- _Exercise_
Apart from the pictures, output all of the records exactly.

(Beginning of Dataset)

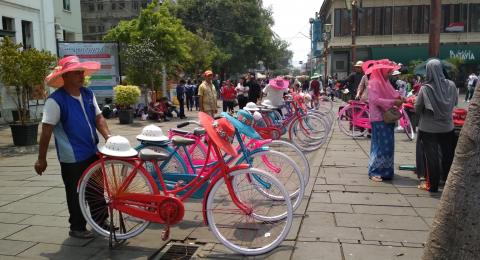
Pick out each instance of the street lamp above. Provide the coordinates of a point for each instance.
(327, 28)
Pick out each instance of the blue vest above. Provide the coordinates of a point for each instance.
(75, 135)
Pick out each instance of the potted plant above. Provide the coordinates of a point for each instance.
(22, 71)
(125, 97)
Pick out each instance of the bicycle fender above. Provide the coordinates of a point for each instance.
(216, 178)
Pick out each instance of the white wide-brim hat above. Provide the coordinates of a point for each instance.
(117, 146)
(152, 133)
(251, 107)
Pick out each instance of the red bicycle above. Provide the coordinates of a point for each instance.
(118, 192)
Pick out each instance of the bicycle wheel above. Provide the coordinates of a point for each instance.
(345, 120)
(252, 233)
(407, 126)
(284, 169)
(95, 200)
(296, 154)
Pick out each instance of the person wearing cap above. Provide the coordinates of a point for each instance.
(72, 114)
(208, 95)
(353, 80)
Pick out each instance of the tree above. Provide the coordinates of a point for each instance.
(455, 230)
(23, 70)
(241, 28)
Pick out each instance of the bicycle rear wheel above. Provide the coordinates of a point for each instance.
(95, 199)
(255, 232)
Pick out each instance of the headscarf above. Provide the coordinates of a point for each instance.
(378, 86)
(439, 91)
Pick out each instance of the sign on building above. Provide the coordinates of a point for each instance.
(106, 53)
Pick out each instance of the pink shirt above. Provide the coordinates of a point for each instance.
(378, 104)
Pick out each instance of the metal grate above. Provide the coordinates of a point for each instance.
(179, 252)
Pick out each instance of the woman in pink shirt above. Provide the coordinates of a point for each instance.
(381, 97)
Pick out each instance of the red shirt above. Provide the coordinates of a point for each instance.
(228, 92)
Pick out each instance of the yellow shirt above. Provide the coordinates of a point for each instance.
(207, 92)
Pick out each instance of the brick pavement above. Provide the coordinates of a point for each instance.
(343, 214)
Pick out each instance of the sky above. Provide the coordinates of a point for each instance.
(291, 24)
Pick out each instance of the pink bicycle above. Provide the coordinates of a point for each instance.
(354, 120)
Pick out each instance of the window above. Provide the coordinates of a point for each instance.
(27, 34)
(342, 22)
(8, 24)
(402, 23)
(474, 23)
(66, 5)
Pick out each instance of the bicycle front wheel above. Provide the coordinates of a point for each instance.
(257, 231)
(97, 190)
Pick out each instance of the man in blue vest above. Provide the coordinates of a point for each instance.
(72, 114)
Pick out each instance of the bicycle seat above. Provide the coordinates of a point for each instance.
(178, 140)
(199, 131)
(149, 155)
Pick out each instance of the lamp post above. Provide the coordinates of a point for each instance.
(327, 28)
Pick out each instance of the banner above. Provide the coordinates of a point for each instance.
(106, 53)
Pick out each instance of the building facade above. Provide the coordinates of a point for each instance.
(68, 20)
(398, 30)
(99, 16)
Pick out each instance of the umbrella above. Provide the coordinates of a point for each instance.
(421, 69)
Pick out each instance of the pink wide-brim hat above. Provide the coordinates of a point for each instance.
(68, 64)
(279, 83)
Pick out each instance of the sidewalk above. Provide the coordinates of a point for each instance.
(343, 216)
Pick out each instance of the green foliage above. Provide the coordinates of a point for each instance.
(240, 28)
(22, 70)
(125, 96)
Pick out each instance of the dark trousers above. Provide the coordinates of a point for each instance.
(438, 151)
(71, 173)
(190, 102)
(242, 101)
(228, 105)
(181, 102)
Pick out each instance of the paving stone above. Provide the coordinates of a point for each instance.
(423, 202)
(329, 207)
(51, 235)
(369, 199)
(320, 197)
(371, 252)
(329, 233)
(380, 221)
(317, 250)
(49, 221)
(426, 212)
(33, 208)
(371, 189)
(8, 229)
(329, 188)
(10, 247)
(12, 218)
(384, 210)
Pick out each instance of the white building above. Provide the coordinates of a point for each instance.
(68, 20)
(32, 23)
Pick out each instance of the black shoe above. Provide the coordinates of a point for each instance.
(83, 234)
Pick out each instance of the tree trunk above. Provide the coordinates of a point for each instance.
(455, 230)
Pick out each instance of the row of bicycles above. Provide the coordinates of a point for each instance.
(250, 180)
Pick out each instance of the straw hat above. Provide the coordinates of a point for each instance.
(68, 64)
(152, 133)
(220, 131)
(117, 146)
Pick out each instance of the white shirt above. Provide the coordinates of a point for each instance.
(274, 95)
(242, 90)
(51, 111)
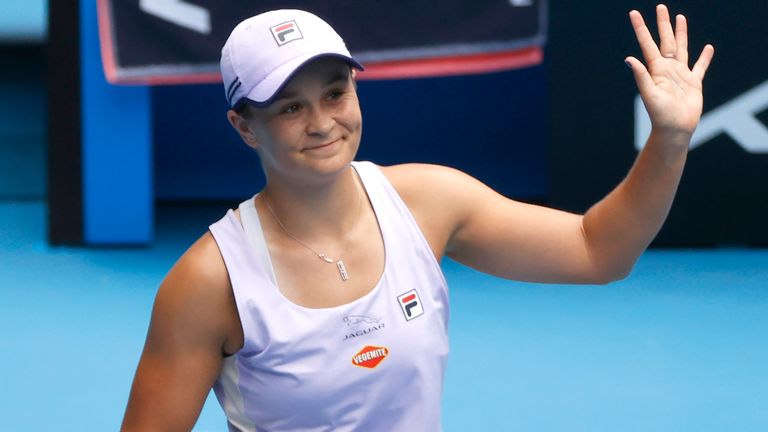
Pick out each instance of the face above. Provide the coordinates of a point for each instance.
(312, 129)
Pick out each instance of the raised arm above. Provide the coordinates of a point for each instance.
(474, 225)
(193, 321)
(620, 227)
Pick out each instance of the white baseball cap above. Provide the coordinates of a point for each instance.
(263, 52)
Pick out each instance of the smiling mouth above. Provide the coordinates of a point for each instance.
(321, 146)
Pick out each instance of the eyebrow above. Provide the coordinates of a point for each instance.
(335, 78)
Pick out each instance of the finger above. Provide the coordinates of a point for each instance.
(681, 38)
(644, 38)
(667, 44)
(642, 77)
(700, 68)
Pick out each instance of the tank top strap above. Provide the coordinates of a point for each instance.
(255, 234)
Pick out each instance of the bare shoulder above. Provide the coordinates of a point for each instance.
(196, 297)
(415, 179)
(438, 197)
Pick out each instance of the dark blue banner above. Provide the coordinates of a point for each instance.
(175, 41)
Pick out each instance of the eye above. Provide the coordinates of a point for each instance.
(335, 94)
(290, 108)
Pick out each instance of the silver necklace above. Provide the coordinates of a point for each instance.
(322, 255)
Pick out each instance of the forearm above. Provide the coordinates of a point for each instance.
(621, 226)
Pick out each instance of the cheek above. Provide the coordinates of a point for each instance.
(352, 118)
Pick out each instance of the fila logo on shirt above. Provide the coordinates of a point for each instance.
(286, 32)
(410, 303)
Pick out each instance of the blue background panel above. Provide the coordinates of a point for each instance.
(116, 147)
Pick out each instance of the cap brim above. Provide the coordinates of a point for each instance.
(264, 94)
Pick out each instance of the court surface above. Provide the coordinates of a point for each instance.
(680, 345)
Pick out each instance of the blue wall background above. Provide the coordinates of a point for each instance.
(492, 126)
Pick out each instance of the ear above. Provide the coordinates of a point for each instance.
(240, 124)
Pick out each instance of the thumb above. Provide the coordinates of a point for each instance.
(642, 77)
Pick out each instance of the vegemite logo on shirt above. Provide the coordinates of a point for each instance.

(End of Dataset)

- _Expected answer_
Pick out each instance of the street lamp above. Provide the coordinates of a point for each instance.
(327, 28)
Pick out each instance of the blue vest above. Provide the coordinates of a point for each instance.
(75, 135)
Pick out each instance of the potted plant above. Provide the coordinates of a point for each instance.
(22, 71)
(125, 97)
Pick out each instance of the bicycle fender above. Provide the coordinates of a point for each instance.
(216, 178)
Pick out each instance of the white wide-brim hat above. Provide the coordinates of a point for each instance.
(117, 146)
(152, 133)
(251, 107)
Pick out each instance of the red bicycle above. Provide the coordinates of a point for each instance.
(118, 192)
Pick out each instance of the bicycle wheel above. Provide the coordinates of a point for each instance.
(345, 120)
(252, 233)
(407, 126)
(284, 169)
(95, 200)
(296, 154)
Pick out each instance of the person wearing cap above. Provide the coordinates of a point for each instance.
(72, 114)
(208, 95)
(353, 80)
Pick out each instance of the tree above. Provide the coordinates of a point for each instance.
(455, 230)
(23, 70)
(241, 28)
Pick out each instance of the bicycle rear wheel above. Provide the coordinates of a point for each instance.
(95, 199)
(255, 232)
Pick out each instance of the headscarf above. Provide the coordinates of a point for each instance.
(378, 86)
(439, 91)
Pick out each instance of the sign on building above. Provide the coordinates of a point for each instance.
(106, 53)
Pick out each instance of the pink shirt above. Provide the coordinates of a point for each instance.
(378, 104)
Pick out each instance of the metal grate above. Provide the coordinates of a point for each instance.
(179, 252)
Pick out each instance of the woman in pink shirt above. Provide the coordinates of a point for each instance.
(381, 97)
Pick out each instance of the red shirt above. Provide the coordinates of a point for each instance.
(228, 92)
Pick out each instance of the yellow shirt above. Provide the coordinates of a point for each instance.
(207, 92)
Pick out each instance of the brick pavement above. Provide the coordinates of a point for each instance.
(343, 214)
Pick out each instance of the sky above. Provide the coordinates of a point for each instance.
(291, 24)
Pick out each instance of the pink bicycle above. Provide the coordinates of a point for each instance.
(354, 120)
Pick out each instance of the window above. Provide the coordinates of a point for each instance.
(27, 34)
(342, 22)
(8, 24)
(402, 23)
(474, 23)
(66, 5)
Pick out each instance of the bicycle front wheel above. Provide the coordinates of a point for each instance.
(257, 231)
(97, 190)
Pick out each instance of the man in blue vest above. Provide the coordinates of a point for each instance.
(72, 114)
Pick out each instance of the bicycle seat above. Provide the coordinates of a point for each instance.
(178, 140)
(199, 131)
(149, 155)
Pick out each instance of the lamp post above. Provide the coordinates of a point for each instance.
(327, 28)
Pick out each instance of the banner above. Provide the coordinates of a point for each instance.
(106, 53)
Pick out each instance of the building facade above. Provide the coordinates of a point for each instance.
(68, 20)
(398, 30)
(99, 16)
Pick out each instance of the umbrella above. Provide the coordinates of a point for each instance.
(421, 69)
Pick out each instance of the pink wide-brim hat above. Provide the coordinates of a point for each instance.
(68, 64)
(279, 83)
Pick out each instance of the sidewalk above. Provide the coordinates of a point for each instance.
(343, 216)
Pick out each instance of the green foliage above. Provide the coordinates of a point for each instance.
(240, 28)
(22, 70)
(125, 96)
Pick out each instance of the dark trousers above. Provide the coordinates of a point for each instance.
(438, 151)
(71, 173)
(190, 102)
(242, 101)
(228, 105)
(181, 102)
Pick out each instance of the paving stone above. Provide the coordinates of a point for each instance.
(423, 202)
(329, 207)
(51, 235)
(369, 199)
(320, 197)
(371, 252)
(329, 233)
(380, 221)
(317, 250)
(49, 221)
(426, 212)
(33, 208)
(371, 189)
(8, 229)
(329, 188)
(10, 247)
(12, 218)
(384, 210)
Pick out each instance of the white building above. Provide the coordinates of a point for each instance.
(68, 20)
(32, 23)
Pick out each instance of the black shoe above. Provide the coordinates of a point for each instance.
(83, 234)
Pick out each instance of the tree trunk above. Provide the coordinates of a point for each instance.
(455, 230)
Pick out each instance of the row of bicycles above. Provide the coordinates of a point for each instance.
(250, 180)
Pick out each instance of the straw hat above. Provide the coordinates of a point for each instance.
(68, 64)
(152, 133)
(220, 131)
(117, 146)
Pick out each instance of the white shirt above. Provide the coordinates of a point for each instance.
(274, 95)
(242, 90)
(51, 111)
Pick out each instance of the face above. Provide the coordinates of a point for each instance.
(312, 129)
Pick out each instance of the raised arm above. Provide the coordinates of a point for each instance.
(474, 225)
(193, 321)
(620, 227)
Pick out each instance of the white baseball cap above. Provide the coordinates of a point for each instance.
(263, 52)
Pick out each instance of the smiling mouth above. Provide the coordinates of a point for each instance.
(321, 146)
Pick out each instance of the eyebrow above. Provide the coordinates of a point for each instance.
(335, 78)
Pick out each instance of the finger above. Provide the coordinates of a point for each instance.
(681, 38)
(644, 38)
(667, 44)
(642, 77)
(700, 68)
Pick out each instance of the tank top strap above. Provide the coordinates of a point for each instance.
(255, 234)
Pick out each instance of the bare shoulder above. Provide the coordinates of a point for each instance.
(196, 297)
(415, 179)
(438, 197)
Pick out each instance of the dark blue banner above. Provide the coordinates of a point for each instance.
(175, 41)
Pick out each instance of the eye above. Provide the coordinates of a point for each instance.
(335, 94)
(290, 108)
Pick out each instance of the silver necklace above. Provide the coordinates of a point for each instance.
(322, 255)
Pick out each instance of the forearm above. Provide the coordinates of a point for each instance.
(621, 226)
Pick out each instance of the cheek above. Provide the coordinates of a point for each instance.
(352, 118)
Pick out each instance of the fila logo on shirt above. Provide the coordinates of a point for each instance.
(286, 32)
(410, 303)
Pick out each instance of the blue background panel above. Provide the coordinates of a point for each instance.
(116, 147)
Pick out each instance of the cap brim above. Provide the coordinates of a point for each instance.
(264, 94)
Pick out each instance of the court surface above. Provide the coordinates of a point for each instance.
(680, 345)
Pick out each instance of the blue wall background above. Provide the coordinates of a point for each instance.
(492, 126)
Pick out each instance of the ear above. Provide the coordinates of a point for each instance.
(240, 124)
Pick out each instance of the thumb above. Provide the coordinates of a point for each instance.
(642, 77)
Pick out each instance of the vegemite logo on shirt above. Provide the coordinates of a point for each instance.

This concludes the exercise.